[Records from a dataset]
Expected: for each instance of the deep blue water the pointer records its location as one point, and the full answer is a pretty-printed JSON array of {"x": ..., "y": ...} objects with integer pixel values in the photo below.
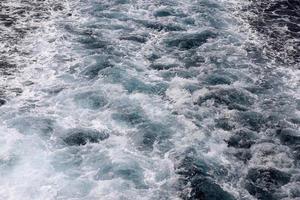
[{"x": 149, "y": 100}]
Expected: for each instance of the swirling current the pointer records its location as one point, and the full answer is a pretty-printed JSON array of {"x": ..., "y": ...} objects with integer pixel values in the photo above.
[{"x": 149, "y": 99}]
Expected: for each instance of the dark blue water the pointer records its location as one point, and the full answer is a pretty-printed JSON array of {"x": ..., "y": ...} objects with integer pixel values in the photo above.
[{"x": 153, "y": 100}]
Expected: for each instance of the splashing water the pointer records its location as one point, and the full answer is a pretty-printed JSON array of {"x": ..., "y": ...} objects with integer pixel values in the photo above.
[{"x": 135, "y": 99}]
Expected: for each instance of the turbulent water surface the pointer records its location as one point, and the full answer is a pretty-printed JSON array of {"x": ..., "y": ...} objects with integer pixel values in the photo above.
[{"x": 149, "y": 99}]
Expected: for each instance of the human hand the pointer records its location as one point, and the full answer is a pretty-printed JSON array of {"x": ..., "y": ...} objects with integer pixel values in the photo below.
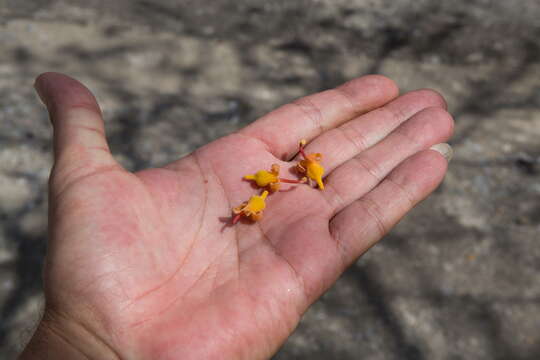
[{"x": 140, "y": 266}]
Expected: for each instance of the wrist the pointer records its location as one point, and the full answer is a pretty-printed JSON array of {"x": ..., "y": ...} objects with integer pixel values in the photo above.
[{"x": 60, "y": 338}]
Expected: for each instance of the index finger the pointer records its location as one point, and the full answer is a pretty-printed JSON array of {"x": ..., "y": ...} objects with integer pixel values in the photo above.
[{"x": 308, "y": 117}]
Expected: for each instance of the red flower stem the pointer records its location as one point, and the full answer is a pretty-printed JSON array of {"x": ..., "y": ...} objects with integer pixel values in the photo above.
[
  {"x": 302, "y": 152},
  {"x": 236, "y": 218}
]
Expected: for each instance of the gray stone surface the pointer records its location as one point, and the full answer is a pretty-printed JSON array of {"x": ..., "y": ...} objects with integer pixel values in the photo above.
[{"x": 459, "y": 278}]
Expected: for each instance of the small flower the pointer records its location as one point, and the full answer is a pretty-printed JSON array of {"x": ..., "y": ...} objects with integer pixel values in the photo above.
[
  {"x": 311, "y": 166},
  {"x": 271, "y": 178},
  {"x": 252, "y": 208}
]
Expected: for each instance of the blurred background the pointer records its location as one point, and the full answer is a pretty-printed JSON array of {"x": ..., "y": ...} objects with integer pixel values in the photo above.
[{"x": 459, "y": 278}]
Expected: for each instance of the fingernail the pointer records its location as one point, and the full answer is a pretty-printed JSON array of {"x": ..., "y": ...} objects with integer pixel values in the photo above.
[{"x": 444, "y": 149}]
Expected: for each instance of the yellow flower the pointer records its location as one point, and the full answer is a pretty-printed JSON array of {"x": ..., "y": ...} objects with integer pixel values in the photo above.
[
  {"x": 271, "y": 178},
  {"x": 252, "y": 208},
  {"x": 311, "y": 166}
]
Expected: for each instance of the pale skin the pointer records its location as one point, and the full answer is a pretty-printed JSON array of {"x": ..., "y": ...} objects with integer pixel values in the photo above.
[{"x": 143, "y": 265}]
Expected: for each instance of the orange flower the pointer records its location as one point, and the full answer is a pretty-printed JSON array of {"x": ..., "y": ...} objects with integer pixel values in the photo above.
[
  {"x": 252, "y": 208},
  {"x": 271, "y": 178},
  {"x": 311, "y": 166}
]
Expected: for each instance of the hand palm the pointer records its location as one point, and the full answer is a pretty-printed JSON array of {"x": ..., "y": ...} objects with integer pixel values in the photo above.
[{"x": 150, "y": 255}]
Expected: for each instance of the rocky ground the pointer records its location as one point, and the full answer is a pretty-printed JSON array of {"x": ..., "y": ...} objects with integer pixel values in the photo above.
[{"x": 459, "y": 278}]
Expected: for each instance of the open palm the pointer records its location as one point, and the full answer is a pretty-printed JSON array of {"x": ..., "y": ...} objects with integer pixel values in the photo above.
[{"x": 148, "y": 265}]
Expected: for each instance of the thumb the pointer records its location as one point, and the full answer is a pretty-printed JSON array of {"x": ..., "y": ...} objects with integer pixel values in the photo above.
[{"x": 80, "y": 145}]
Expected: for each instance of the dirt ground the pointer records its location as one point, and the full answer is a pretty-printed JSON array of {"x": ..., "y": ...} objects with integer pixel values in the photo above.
[{"x": 459, "y": 278}]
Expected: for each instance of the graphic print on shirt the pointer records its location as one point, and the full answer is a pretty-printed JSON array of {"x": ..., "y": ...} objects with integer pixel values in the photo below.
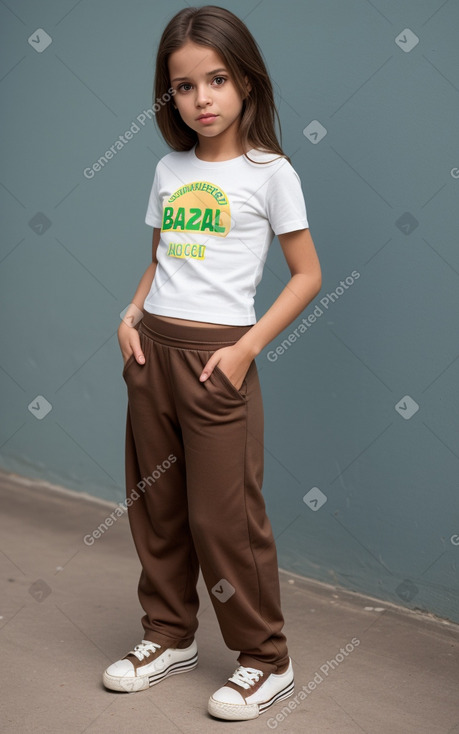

## [WHAT YOU WILL DO]
Find every line of the records above that contains the string "stem" and copy each of those lines. Letter case matters.

## [ANSWER FOR THE TASK]
Expected: for each instance of the red flower stem the pointer records its location as one point, and the full answer is a pretty-printed JSON array of {"x": ..., "y": ...} objects with integer pixel values in the photo above.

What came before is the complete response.